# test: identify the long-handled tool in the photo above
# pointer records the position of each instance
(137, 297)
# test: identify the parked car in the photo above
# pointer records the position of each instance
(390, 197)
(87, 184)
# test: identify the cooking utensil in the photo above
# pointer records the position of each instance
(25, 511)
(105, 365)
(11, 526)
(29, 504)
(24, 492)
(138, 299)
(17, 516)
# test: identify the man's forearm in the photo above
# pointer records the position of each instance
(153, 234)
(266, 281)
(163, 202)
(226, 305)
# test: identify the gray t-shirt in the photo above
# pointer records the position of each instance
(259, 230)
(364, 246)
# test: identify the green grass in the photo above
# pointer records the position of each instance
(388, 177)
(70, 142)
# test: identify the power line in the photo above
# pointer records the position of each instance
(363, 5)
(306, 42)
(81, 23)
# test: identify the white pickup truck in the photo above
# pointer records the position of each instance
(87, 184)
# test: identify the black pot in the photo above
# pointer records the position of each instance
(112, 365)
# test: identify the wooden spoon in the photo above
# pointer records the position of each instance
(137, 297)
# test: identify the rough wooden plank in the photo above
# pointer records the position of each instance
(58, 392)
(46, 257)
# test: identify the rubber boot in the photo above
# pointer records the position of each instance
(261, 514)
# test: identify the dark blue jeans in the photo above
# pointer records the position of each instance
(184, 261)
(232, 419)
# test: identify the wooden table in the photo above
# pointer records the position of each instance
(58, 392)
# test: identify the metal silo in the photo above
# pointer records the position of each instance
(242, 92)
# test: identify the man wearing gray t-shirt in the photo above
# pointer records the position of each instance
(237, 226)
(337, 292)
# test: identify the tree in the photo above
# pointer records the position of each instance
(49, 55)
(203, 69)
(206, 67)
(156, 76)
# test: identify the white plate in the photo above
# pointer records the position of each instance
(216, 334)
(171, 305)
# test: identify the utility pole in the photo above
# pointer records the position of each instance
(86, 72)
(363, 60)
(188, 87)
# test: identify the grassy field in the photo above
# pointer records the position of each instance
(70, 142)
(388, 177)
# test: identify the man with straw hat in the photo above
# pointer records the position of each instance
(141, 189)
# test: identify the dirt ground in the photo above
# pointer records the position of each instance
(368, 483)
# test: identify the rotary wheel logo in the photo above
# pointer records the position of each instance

^^^^^^^^^^^^^^^^

#### TASK DESCRIPTION
Turn every line of the material above into a Markdown table with the columns "No." and "Line", numbering the rows in order and leaving out blank lines.

#### THE SOLUTION
| No. | Line |
|---|---|
| 1 | # test: identify the long-handled tool in the photo above |
| 2 | # pointer records the position of each instance |
| 3 | (137, 297) |
| 4 | # test: identify the parked car in the photo above |
| 5 | # pointer records the position of each instance |
| 6 | (390, 197) |
| 7 | (87, 184) |
| 8 | # test: identify the cooking utensil in the photo above |
| 9 | # pointer records the position of each instance |
| 10 | (25, 511) |
| 11 | (105, 365) |
| 12 | (11, 526) |
| 13 | (29, 504) |
| 14 | (24, 492) |
| 15 | (138, 299) |
| 16 | (17, 516) |
| 17 | # test: identify the man's forearm in the photo above |
| 18 | # pointer records the position of each instance |
| 19 | (153, 234) |
| 20 | (266, 281) |
| 21 | (163, 202) |
| 22 | (226, 305) |
| 23 | # test: identify the gray t-shirt in the photo above |
| 24 | # pointer records the position of each instance |
| 25 | (259, 230) |
| 26 | (364, 246) |
| 27 | # test: identify the green grass in the photo above |
| 28 | # pointer records the position of each instance |
| 29 | (388, 177) |
| 30 | (70, 142) |
| 31 | # test: identify the power line in the photo above |
| 32 | # pointer records the position of each instance |
| 33 | (363, 5) |
| 34 | (306, 42) |
| 35 | (81, 23) |
| 36 | # test: identify the white pickup truck in the photo above |
| 37 | # pointer records the position of each instance |
| 38 | (87, 184) |
| 39 | # test: identify the black pot in the photo above |
| 40 | # pointer records the position of each instance |
| 41 | (112, 365) |
| 42 | # test: identify the wooden spoon in the photo above |
| 43 | # pointer records the position of each instance |
| 44 | (137, 297) |
| 45 | # test: identify the rough wooden plank in the photo above |
| 46 | # pointer records the position of each instance |
| 47 | (58, 392) |
| 48 | (46, 257) |
| 49 | # test: identify the rubber boot in the photo above |
| 50 | # pointer records the position of each instance |
| 51 | (261, 514) |
| 52 | # test: identify the dark blue jeans in the photo above |
| 53 | # pointer records the position of each instance |
| 54 | (184, 261) |
| 55 | (232, 419) |
| 56 | # test: identify the wooden table in the photo above |
| 57 | # pointer records the position of each instance |
| 58 | (58, 392) |
| 59 | # test: identify the metal silo in the photo above |
| 60 | # pointer records the position of each instance |
| 61 | (242, 92) |
| 62 | # test: identify the man wearing gray t-shirt in the photo above |
| 63 | # pointer records the position of each instance |
| 64 | (237, 226) |
| 65 | (337, 292) |
| 66 | # test: identify the tree in the photo above |
| 67 | # pointer records the position of each instance |
| 68 | (49, 55) |
| 69 | (203, 69) |
| 70 | (206, 67) |
| 71 | (156, 76) |
| 72 | # test: identify the white plate in the photo above |
| 73 | # pointer records the position of each instance |
| 74 | (216, 334) |
| 75 | (171, 305) |
| 76 | # test: identify the utility pole in the photo above |
| 77 | # pointer records the position of each instance |
| 78 | (86, 72) |
| 79 | (363, 60) |
| 80 | (188, 87) |
| 81 | # test: identify the grassy field in the photo above |
| 82 | # pointer records the position of each instance |
| 83 | (70, 142) |
| 84 | (388, 177) |
| 85 | # test: identify the man with straw hat in the photo above |
| 86 | # pointer records the position of each instance |
| 87 | (141, 189) |
| 88 | # test: identify the dirt ground in the photo above |
| 89 | # pointer records the position of each instance |
| 90 | (368, 483) |
| 91 | # test: identify the rotary wheel logo in the photo above |
| 92 | # pointer records the position of each instance |